§ Work to be completed
Repeat the passage from the text on quitting smoking, between "Breaking Addiction" and "to tobacco use.", inclusive.

§ Source document
---------------
While quitting smoking can be difficult, it promises great improvements in many areas of life. In addition to decreasing the risks for serious health problems, ending tobacco use enhances the quality of life as well as longevity. As the U.S. Surgeon General reports, male smokers live about 13.2 years less than nonsmokers, and females lose about 14.5 years of life. Quitting turns this trend around and adds many other benefits.
Breaking Addiction
Nicotine dependency drives the motivations and actions of smokers. Without it, options are open. Smokers' time becomes their own when they no longer have to take cigarette breaks or go to designated places to smoke. Breaking the habit increases work productivity and surgical outcomes, which the Centers for Disease Control and Prevention, CDC report are hampered by cigarette smoking. Quitting smoking allows individuals to take care of health problems that were hard to treat due to tobacco use.
Improving Heart and Lung Health
The American Lung Association notes that some health problems caused by cigarette smoking can be reversed by quitting. Immediately after ending tobacco use, elevated heart rate returns to normal. Over time, ex-smokers' risks for coronary heart disease and heart attack return to nonsmoking levels. The symptoms of respiratory dysfunction, such as coughing, wheezing and breathlessness decrease within a year of a smoker's last cigarette. Quitting cigarettes early in life can head off deadly emphysema. The result is better physical condition, which improves work performance and exercise endurance.
Decreasing Cancer Risks
The CDC notes that smokers' cancer risks increase with the length and amount of tobacco use. Quitting cigarette smoking decreases the risk of developing and dying from many types of cancer. These include leukemia and oral, lung and kidney cancers.
Improving Personal Relations
The American Cancer Society notes changes in personal appearance and physical abilities that can make ex-smokers more attractive to the people in their lives, as well as to those whom they meet. Employers, family members, friends and potential romantic partners may become more willing to associate with people who quit cigarette smoking. Eliminating bad breath, stained teeth and fingers and an odor of stale smoke enhances ex-smokers' personal appeal. This, combined with improved health, can bring new social opportunities that were previously denied.
Increasing Financial Stability
The American Lung Association points out that a pack-a-day habit can cost smokers thousands of dollars per year, money that quitting puts back into pockets. Ex-smokers can also cut their heightened medical expenses and improve their work attendance and pay, when tobacco-related health problems are no longer financially draining.
---------------
§ Photo-based referring expression data
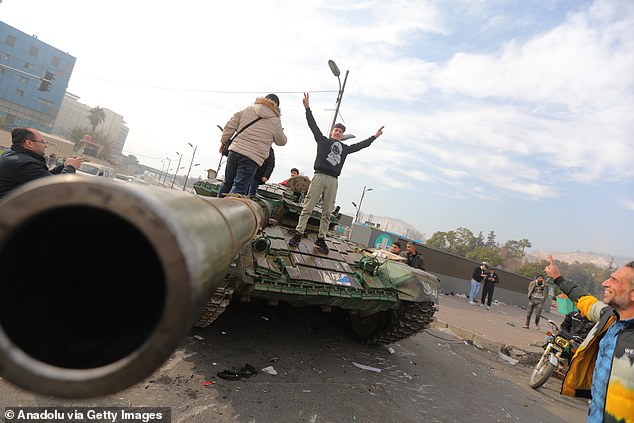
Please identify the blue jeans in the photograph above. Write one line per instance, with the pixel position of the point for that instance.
(238, 174)
(253, 188)
(475, 287)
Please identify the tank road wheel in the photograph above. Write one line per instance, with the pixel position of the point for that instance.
(214, 307)
(393, 325)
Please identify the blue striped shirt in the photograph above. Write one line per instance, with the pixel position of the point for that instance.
(601, 373)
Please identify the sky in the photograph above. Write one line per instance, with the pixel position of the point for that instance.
(505, 116)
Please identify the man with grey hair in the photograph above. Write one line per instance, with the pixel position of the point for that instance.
(25, 161)
(603, 366)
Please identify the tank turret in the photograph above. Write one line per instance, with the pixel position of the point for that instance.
(102, 279)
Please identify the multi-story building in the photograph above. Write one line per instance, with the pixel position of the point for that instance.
(33, 79)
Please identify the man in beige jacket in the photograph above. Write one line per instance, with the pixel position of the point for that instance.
(250, 147)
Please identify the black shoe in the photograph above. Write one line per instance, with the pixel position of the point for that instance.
(321, 244)
(294, 242)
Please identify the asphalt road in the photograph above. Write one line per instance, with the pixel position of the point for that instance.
(432, 377)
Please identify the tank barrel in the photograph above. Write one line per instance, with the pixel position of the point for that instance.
(101, 280)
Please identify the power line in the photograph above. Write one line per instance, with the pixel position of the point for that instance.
(158, 87)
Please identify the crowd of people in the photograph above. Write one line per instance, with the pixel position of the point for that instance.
(602, 367)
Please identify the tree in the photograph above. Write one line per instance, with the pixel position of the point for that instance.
(523, 244)
(531, 269)
(458, 242)
(96, 116)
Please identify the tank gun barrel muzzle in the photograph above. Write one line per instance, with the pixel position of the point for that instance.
(101, 280)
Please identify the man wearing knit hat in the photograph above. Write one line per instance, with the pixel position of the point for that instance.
(331, 155)
(255, 129)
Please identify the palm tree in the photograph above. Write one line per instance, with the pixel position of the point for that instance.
(96, 116)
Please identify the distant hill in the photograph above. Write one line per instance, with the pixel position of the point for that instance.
(598, 259)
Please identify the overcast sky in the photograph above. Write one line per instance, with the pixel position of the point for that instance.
(505, 116)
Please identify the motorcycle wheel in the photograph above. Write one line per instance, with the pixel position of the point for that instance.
(542, 371)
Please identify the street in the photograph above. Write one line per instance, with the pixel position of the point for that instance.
(432, 377)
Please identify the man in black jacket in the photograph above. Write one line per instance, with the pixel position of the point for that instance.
(25, 160)
(414, 258)
(263, 173)
(331, 155)
(478, 275)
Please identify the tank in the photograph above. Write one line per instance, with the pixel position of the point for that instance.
(102, 279)
(373, 294)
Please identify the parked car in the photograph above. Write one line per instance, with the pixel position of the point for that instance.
(95, 169)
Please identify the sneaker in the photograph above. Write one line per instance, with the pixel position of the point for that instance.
(294, 242)
(321, 244)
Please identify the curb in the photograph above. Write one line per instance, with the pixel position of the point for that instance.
(526, 355)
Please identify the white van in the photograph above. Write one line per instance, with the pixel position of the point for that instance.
(95, 169)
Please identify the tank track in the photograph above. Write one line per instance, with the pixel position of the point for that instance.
(214, 307)
(401, 323)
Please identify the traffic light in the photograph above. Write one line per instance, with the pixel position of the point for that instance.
(45, 81)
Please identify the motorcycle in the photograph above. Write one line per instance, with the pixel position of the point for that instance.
(559, 348)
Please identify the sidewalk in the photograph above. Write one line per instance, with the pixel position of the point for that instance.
(498, 329)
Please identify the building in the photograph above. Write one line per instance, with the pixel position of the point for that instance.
(73, 114)
(33, 80)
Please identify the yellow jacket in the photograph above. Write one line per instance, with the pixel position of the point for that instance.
(619, 405)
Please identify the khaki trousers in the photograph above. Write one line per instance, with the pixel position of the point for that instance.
(324, 186)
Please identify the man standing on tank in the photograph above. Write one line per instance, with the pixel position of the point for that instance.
(331, 155)
(250, 148)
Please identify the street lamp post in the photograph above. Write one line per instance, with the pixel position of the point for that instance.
(336, 72)
(195, 147)
(180, 156)
(169, 163)
(356, 218)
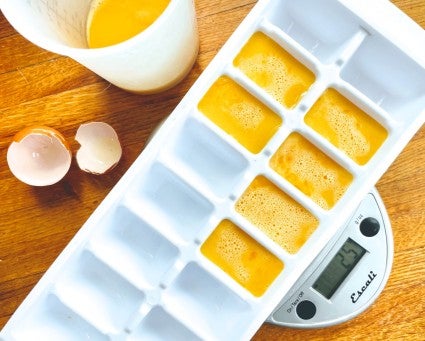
---------------
§ Answer to the exercise
Breaking Addiction
Nicotine dependency drives the motivations and actions of smokers. Without it, options are open. Smokers' time becomes their own when they no longer have to take cigarette breaks or go to designated places to smoke. Breaking the habit increases work productivity and surgical outcomes, which the Centers for Disease Control and Prevention, CDC report are hampered by cigarette smoking. Quitting smoking allows individuals to take care of health problems that were hard to treat due to tobacco use.